● What to work on: Reproduce everything from the line containing "Q: Identify a point on each instance of the rocky foreground" down to the end of the listing, swapping "overcast sky" for "cloudy sky" and changing nothing else.

Rows from a pointing dataset:
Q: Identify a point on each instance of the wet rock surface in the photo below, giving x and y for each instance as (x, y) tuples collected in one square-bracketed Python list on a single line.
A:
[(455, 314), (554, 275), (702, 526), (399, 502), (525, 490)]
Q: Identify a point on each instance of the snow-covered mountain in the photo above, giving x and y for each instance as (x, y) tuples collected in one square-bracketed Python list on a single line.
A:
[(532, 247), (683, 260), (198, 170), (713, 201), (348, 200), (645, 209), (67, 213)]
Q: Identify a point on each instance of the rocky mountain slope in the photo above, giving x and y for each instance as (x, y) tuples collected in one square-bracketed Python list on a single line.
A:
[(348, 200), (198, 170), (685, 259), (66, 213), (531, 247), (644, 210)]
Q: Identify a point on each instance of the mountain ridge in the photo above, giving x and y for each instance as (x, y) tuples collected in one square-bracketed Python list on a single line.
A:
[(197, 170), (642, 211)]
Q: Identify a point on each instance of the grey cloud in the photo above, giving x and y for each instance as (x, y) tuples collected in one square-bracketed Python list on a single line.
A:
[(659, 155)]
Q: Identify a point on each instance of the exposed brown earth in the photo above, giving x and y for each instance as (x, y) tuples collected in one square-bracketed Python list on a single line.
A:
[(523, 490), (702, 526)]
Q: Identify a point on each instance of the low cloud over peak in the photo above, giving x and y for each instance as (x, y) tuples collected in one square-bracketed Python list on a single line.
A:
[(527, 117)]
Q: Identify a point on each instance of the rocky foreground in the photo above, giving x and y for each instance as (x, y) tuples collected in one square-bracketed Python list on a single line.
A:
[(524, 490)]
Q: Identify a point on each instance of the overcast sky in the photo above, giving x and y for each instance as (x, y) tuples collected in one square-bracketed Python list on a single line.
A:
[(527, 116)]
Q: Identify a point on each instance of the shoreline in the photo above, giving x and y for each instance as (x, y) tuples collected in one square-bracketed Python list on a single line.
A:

● Result for this exercise:
Q: Identify a point on each instance of the rocky foreground in the photo above, giving x and y for each instance as (x, y) tuples collected in one square-bracketed Python list on a single line.
A:
[(524, 490)]
Q: Identify a point on each instance of the cloudy sky in the photo above, giving x and y for each instance as (x, y) tuples collected in one square-bracketed Python list on a single line.
A:
[(527, 116)]
Q: Identify a point on each instance of the shoreline in the photo above, giving x and y for each instance as (x, y) tuples collected in one square-bracketed Python list on a single line.
A:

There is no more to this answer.